-- start Records shown --

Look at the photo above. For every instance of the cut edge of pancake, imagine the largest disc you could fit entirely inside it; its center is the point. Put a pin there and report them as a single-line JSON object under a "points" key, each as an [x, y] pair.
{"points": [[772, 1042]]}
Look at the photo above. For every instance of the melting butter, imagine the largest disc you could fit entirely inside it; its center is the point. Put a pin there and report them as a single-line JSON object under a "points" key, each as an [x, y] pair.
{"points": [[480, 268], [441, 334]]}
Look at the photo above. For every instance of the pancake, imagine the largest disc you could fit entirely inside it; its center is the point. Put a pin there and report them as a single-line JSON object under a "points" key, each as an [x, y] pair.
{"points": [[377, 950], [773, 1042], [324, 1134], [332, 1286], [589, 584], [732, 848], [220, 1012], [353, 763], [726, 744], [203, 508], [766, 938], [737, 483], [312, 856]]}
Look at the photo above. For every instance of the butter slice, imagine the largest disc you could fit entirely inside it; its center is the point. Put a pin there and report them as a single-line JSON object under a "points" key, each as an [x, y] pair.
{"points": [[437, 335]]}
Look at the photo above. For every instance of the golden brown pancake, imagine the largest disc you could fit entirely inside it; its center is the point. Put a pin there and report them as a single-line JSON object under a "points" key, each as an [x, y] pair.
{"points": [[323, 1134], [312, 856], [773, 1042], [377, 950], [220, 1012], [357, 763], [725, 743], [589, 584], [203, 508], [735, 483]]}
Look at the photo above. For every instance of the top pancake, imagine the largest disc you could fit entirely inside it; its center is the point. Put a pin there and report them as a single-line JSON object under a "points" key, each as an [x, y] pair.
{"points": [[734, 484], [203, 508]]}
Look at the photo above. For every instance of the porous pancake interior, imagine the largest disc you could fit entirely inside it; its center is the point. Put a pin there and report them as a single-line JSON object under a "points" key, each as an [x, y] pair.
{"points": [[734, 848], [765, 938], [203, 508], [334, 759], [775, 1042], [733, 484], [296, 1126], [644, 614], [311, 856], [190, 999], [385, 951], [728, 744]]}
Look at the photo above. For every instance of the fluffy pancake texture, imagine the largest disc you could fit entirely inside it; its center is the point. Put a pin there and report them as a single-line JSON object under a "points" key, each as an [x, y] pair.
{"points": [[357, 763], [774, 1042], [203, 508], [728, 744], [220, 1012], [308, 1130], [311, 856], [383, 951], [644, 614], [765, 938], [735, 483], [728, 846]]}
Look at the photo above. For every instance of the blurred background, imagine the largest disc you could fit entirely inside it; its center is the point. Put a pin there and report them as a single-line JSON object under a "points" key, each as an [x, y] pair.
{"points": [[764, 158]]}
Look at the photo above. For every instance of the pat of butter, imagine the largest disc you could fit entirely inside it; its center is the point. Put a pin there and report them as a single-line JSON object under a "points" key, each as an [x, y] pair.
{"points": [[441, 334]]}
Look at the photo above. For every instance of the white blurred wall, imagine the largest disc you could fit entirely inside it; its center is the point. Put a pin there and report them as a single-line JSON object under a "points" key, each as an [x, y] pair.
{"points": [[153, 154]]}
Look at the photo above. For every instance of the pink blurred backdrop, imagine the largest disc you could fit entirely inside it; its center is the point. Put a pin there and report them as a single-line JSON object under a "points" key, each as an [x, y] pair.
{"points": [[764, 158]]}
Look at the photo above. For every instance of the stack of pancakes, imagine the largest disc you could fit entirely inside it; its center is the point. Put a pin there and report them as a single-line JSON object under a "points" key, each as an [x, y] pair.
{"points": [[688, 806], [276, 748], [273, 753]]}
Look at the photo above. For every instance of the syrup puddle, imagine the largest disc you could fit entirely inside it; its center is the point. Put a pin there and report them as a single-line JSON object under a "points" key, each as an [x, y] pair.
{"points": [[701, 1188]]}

-- end Records shown --

(Aim):
Restate each of the entries above verbatim.

(Task result):
Look at the photo above. For every instance of the cut edge of pancake, imagine the largest disc you could fit entirely inside it; its center is the point. Put a pin there and report them as a single-line JSON object under a "points" key, each as an [x, y] pair.
{"points": [[772, 1042]]}
Look at the photo above. For every instance of the melting butter, imagine the largest disc you could fit entirely inside it; its center is the point. Put a pin there and report them as a single-line JSON object under a "points" key, each as an [x, y] pair.
{"points": [[480, 268], [441, 334]]}
Look at the photo above. For every instance of the pancake, imagine the largest disc you could fit entirely inside it; its center is the point. Put a pin there and report them as a single-line JSON object under a "points" key, each as an [x, y] pair.
{"points": [[377, 950], [773, 1042], [324, 1134], [332, 1286], [589, 584], [732, 848], [220, 1012], [353, 763], [726, 744], [203, 508], [766, 938], [737, 483], [312, 856]]}
Look at the photo above. For every instance of the butter slice, imagine the largest disc you could fit entirely inside it; its center is the point. Put a pin there and report them as a single-line JSON object under a "points" key, each as an [x, y] pair.
{"points": [[437, 335]]}
Look at the photo above. For every instance of the golden brown pancake, imagine the largest disc you could fit entirely inside it; its center is the point. Put a pin there and report them as a single-line JSON object under a "points" key, each as an [x, y] pair.
{"points": [[323, 1134], [312, 856], [773, 1042], [377, 950], [220, 1012], [357, 763], [725, 743], [589, 584], [203, 508], [735, 483]]}
Look at the photo above. For every instance of the top pancake, imagine the largest disc you could fit entirely inside it; its center is the point. Put a pin there and report them as a single-line JSON object under a "points" key, each as an [x, y] pair.
{"points": [[734, 484], [203, 508]]}
Look at the photo above. For every instance of the porous pancake interior, imagine the largest disc you could fit entirely inside it; its center is the point. Put a pin there and report them as a single-line JSON object under a "points" key, each as an [x, y] pair.
{"points": [[734, 848], [765, 938], [203, 508], [334, 759], [775, 1042], [733, 484], [296, 1126], [644, 614], [311, 856], [190, 999], [385, 951], [728, 744]]}
Look at the photo above. For every instance of the fluffy pancake texture, imagine the largest disc you could fit entirely inside it; its center is the point. Put a pin there and report them as a single-line JSON object under a "points" key, each as an [x, y] pair.
{"points": [[357, 763], [774, 1042], [203, 508], [728, 744], [220, 1012], [308, 1130], [311, 856], [383, 951], [644, 614], [765, 938], [735, 483], [728, 846]]}
Look at the photo above. For every instance of the blurred background, imagine the largest disc you could fit entirely inside it; its center is the point. Put a pin there and report them as a single-line JSON object under a "points" key, each as an [x, y] pair.
{"points": [[764, 158]]}
Look at the photo above. For every instance of the pat of butter, imagine the largest disc you could fit entirely inside it; its center is the point. Put a pin there and report them as a single-line JSON object under a "points" key, each as an [x, y] pair.
{"points": [[441, 334]]}
Look at the photo above. For every instance of the white blurred wall, imagine the largest disc you could fit entirely inside it; its center is the point. Put a pin there and report them as a single-line JSON object under a "points" key, each as an [x, y] pair.
{"points": [[153, 154]]}
Look at the photo above. For every instance of the pink blurred backdrop, imagine the largest disc you could fit entirely inside it; its center is the point. Put a pin there and report them as a single-line JSON object under a "points" key, each as an [x, y] pair.
{"points": [[764, 158]]}
Look at the photo above. For every instance of the stack of pancakes, imagine the largest disc you could fit entirely inside it; its center is the point. Put a pin there and report them as a single-line JSON object under a "points" key, each as an [x, y] pair.
{"points": [[688, 806], [276, 748], [273, 753]]}
Look at the photo above. For every instance of the syrup puddle, imagine the largest disc you could fit entirely inside it; its center is the point. Put a pin there and report them as a single-line JSON object under a "points" key, each as an [x, y] pair.
{"points": [[701, 1188]]}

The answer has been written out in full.